##### Raw data #####

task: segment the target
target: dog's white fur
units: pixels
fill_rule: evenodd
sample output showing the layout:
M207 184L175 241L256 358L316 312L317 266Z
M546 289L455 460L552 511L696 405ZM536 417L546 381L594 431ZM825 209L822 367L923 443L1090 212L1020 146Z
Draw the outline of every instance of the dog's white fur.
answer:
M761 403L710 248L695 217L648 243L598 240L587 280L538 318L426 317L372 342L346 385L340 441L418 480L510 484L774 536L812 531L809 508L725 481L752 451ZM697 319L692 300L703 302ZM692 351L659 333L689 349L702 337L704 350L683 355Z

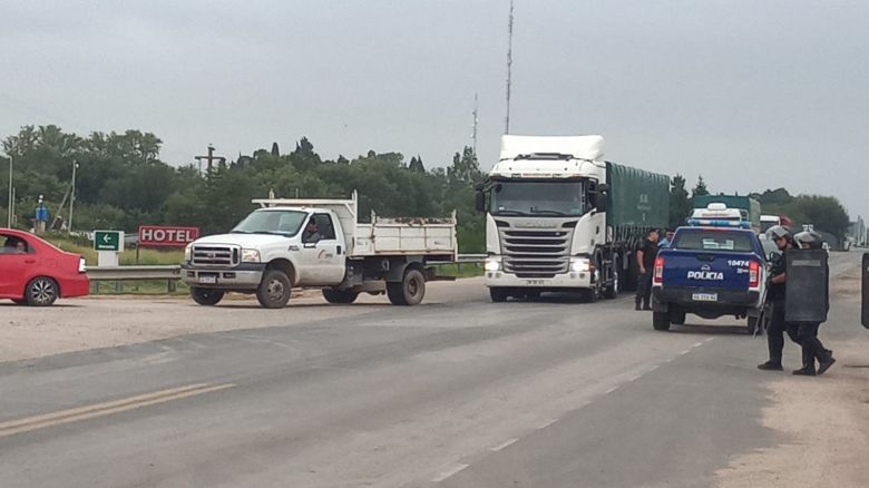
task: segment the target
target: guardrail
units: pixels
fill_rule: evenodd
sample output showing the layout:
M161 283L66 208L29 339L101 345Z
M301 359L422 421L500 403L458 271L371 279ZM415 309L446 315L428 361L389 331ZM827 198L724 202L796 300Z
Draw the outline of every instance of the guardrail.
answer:
M456 264L459 273L463 264L479 264L486 260L486 254L459 254L455 262L442 262L438 264ZM177 289L177 281L180 280L180 265L156 265L156 266L89 266L87 269L88 277L92 282L92 291L99 291L99 282L115 282L115 292L124 292L125 281L145 281L145 280L166 280L166 287L169 292Z

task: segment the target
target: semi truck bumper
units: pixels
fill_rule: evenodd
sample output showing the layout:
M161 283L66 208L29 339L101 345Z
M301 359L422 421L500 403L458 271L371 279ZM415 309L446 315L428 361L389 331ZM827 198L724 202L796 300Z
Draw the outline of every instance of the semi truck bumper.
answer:
M188 286L217 290L256 290L263 280L264 263L243 263L232 269L182 265L182 281Z
M547 291L577 290L592 287L592 274L588 272L568 272L554 277L519 277L502 271L487 271L486 286L507 289L541 289Z

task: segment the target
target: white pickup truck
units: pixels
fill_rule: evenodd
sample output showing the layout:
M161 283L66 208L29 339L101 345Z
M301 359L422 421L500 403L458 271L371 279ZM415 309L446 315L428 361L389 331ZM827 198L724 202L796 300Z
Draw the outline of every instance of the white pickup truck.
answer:
M359 223L352 199L254 199L252 212L228 234L192 242L182 279L201 305L226 292L256 294L268 309L283 308L293 287L322 289L330 303L352 303L360 293L383 294L396 305L416 305L434 277L428 262L456 260L456 214L449 218L382 218Z

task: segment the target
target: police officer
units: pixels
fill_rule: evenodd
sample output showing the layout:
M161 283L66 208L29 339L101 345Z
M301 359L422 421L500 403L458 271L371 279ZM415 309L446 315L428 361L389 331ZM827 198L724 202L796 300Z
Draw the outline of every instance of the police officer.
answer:
M767 237L775 243L782 255L773 261L770 269L770 282L767 286L767 301L772 302L772 319L767 331L767 344L770 350L770 360L758 365L765 371L782 371L781 353L784 349L784 333L793 342L800 343L797 338L797 328L784 322L784 291L785 291L785 258L784 253L795 248L791 232L781 225L774 225L767 231Z
M813 231L801 232L793 236L800 247L803 250L821 250L823 248L823 240L820 234ZM826 276L826 286L828 286L827 293L827 310L830 309L829 303L829 285L830 276L829 269ZM818 339L818 328L820 322L798 322L797 324L797 339L802 345L802 368L794 371L793 374L801 374L807 377L813 377L814 374L823 374L824 371L830 369L836 362L832 357L832 351L828 350ZM818 370L816 372L814 361L818 360Z

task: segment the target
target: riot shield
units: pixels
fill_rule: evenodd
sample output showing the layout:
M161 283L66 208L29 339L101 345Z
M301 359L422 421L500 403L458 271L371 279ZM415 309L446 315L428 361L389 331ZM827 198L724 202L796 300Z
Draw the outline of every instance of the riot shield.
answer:
M826 322L830 269L826 250L789 250L784 253L787 322Z

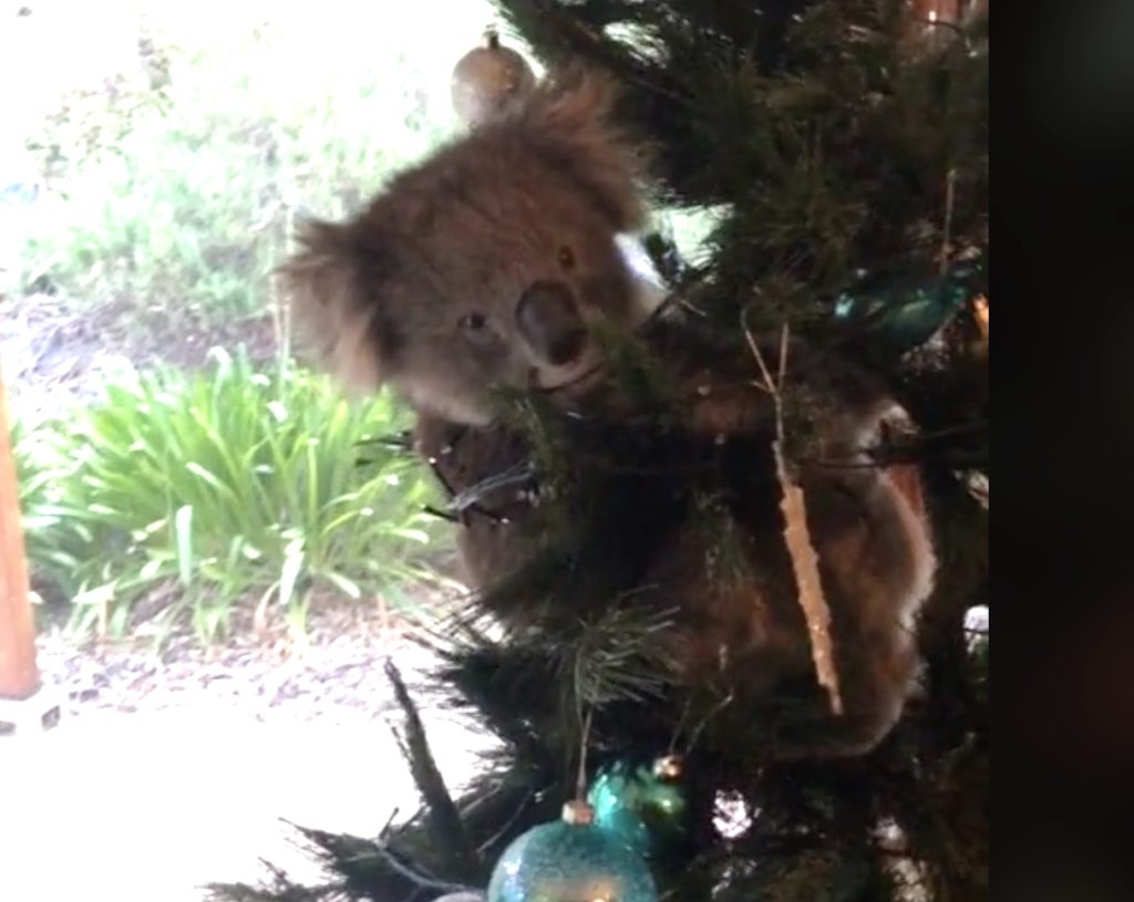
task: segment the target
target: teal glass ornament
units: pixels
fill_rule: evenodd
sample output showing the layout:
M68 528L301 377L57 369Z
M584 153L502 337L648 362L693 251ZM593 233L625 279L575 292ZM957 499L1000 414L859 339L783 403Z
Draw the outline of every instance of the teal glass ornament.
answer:
M936 335L978 293L980 269L956 265L939 279L878 279L844 292L835 317L860 326L891 351L905 354Z
M663 854L684 833L686 801L680 777L680 758L672 755L650 767L619 761L601 771L586 797L595 825L643 858Z
M640 854L573 802L509 845L489 882L488 902L658 902Z

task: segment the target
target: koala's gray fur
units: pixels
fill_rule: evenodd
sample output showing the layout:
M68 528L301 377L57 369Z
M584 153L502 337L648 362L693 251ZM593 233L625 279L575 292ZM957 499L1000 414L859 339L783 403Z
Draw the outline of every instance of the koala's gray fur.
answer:
M493 386L568 385L562 394L573 402L601 398L587 376L601 357L585 326L643 318L616 240L642 218L638 161L607 122L610 100L592 77L542 84L518 109L395 178L349 221L311 223L284 267L316 354L362 391L389 383L403 392L418 412L421 452L441 462L455 490L524 457L482 428L493 418ZM686 375L704 388L701 374ZM854 456L887 400L840 384L823 444ZM768 422L767 398L751 378L691 397L693 432L754 434L751 424ZM473 427L465 428L472 439L446 457L457 427ZM786 718L771 738L779 757L866 751L900 715L916 665L913 620L934 559L909 491L916 474L904 484L899 475L853 466L802 473L847 714ZM692 528L678 530L643 575L661 587L662 603L683 611L687 679L711 676L727 648L735 672L772 699L784 680L812 673L776 491L770 477L735 513L758 579L729 590L709 585L703 561L716 537ZM533 547L531 531L522 511L510 525L464 526L473 582L483 587L517 565Z
M643 214L637 160L606 124L610 100L595 77L549 80L348 222L310 223L284 274L316 352L363 391L390 383L424 411L479 425L490 385L550 386L593 368L593 347L549 360L517 303L551 284L584 323L635 315L616 236ZM535 325L559 327L551 315Z

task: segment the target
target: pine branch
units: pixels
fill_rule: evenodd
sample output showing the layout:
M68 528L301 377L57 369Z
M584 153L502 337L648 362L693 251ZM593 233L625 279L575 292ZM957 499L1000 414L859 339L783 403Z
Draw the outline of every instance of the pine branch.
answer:
M477 868L476 856L465 835L457 806L449 795L441 772L433 760L421 716L392 661L386 662L386 675L393 686L395 697L405 715L406 737L403 751L409 763L414 782L425 799L437 844L445 850L447 863L455 874L472 878Z

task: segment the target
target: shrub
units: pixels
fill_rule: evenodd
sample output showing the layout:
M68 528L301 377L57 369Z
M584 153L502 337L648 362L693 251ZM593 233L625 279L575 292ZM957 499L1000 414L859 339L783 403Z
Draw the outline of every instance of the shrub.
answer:
M302 629L315 593L430 578L430 478L404 451L359 446L406 425L392 399L353 406L313 373L212 357L196 375L133 373L17 436L28 555L74 593L73 626L121 635L145 598L156 623L188 612L211 641L242 602Z

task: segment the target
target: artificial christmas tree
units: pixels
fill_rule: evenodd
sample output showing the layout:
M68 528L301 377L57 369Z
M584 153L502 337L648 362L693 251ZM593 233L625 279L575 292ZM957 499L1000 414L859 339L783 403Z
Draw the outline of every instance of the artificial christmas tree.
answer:
M627 901L988 896L988 643L965 631L988 605L987 488L973 491L988 480L987 18L921 6L500 0L544 62L618 82L658 203L714 207L717 224L700 259L646 240L670 300L632 335L599 337L595 395L565 415L547 392L508 392L498 422L442 428L426 452L465 529L519 521L540 539L434 636L441 682L507 755L451 799L391 672L422 814L376 841L308 831L332 886L280 876L218 897L432 902L490 882L532 902L600 884L587 899L631 885ZM874 398L914 427L830 454L840 417ZM476 466L447 471L447 454ZM850 486L849 508L824 473ZM879 485L932 524L933 592L911 627L923 691L892 729L828 742L820 726L861 713L855 674L896 654L897 624L856 620L832 563L832 518L850 522ZM861 542L861 571L889 578L897 559ZM675 604L651 601L654 584ZM799 630L814 671L769 704L762 674L784 646L745 645L737 623ZM680 761L669 793L641 776L665 760ZM635 785L670 814L646 817ZM556 824L573 800L579 823ZM654 888L606 870L587 883L582 859L570 885L555 871L566 860L527 883L498 871L545 867L555 842L585 857L583 833L587 850L620 841L637 862L625 873L649 866ZM540 862L513 860L525 835Z

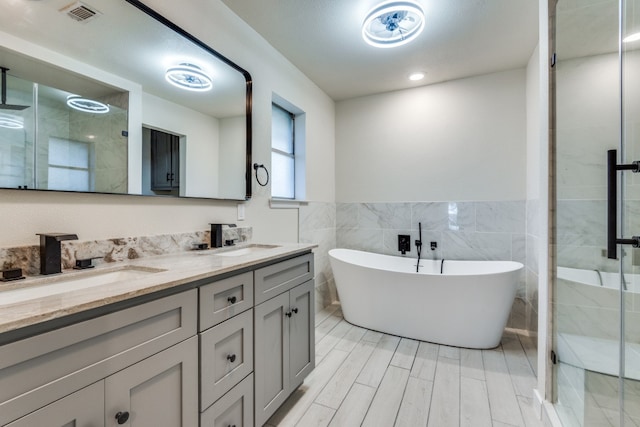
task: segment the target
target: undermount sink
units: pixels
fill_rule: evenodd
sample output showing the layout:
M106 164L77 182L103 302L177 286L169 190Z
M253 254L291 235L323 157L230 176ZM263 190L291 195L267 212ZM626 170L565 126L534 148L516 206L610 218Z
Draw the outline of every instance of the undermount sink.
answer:
M60 276L44 277L36 279L34 283L24 283L21 287L11 287L1 290L0 306L28 301L34 298L47 297L67 292L81 291L96 286L103 286L140 279L150 274L166 271L161 268L151 268L142 266L122 266L108 270L87 270L83 272L72 272ZM15 282L15 286L20 286L20 282Z
M224 252L216 253L216 256L242 256L263 252L267 249L279 248L278 245L249 245L237 249L229 249Z

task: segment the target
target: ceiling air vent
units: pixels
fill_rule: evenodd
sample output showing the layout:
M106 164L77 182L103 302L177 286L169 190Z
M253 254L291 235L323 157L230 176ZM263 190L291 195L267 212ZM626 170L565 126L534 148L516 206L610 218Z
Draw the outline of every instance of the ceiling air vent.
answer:
M63 7L60 12L66 13L67 16L78 22L87 22L102 15L93 7L79 1Z

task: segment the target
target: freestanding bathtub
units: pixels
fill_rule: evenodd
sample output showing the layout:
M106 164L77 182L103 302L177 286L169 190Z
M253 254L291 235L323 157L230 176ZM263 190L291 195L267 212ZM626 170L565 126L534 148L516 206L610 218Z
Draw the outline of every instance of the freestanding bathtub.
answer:
M329 251L345 320L392 335L466 348L500 344L523 265ZM443 266L443 272L440 268Z

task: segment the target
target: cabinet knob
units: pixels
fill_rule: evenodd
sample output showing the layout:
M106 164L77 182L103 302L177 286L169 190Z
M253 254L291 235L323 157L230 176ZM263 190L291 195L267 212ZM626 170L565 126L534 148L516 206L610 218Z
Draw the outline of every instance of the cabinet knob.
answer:
M116 421L118 421L118 424L124 424L129 420L129 413L127 411L125 412L118 412L116 414Z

#####

Direction – Report every line of the entries above that contains the string "vent", treating uppercase and lowercase as different.

Correct result –
target: ceiling air vent
Draw the outline of every instance of the ceiling air vent.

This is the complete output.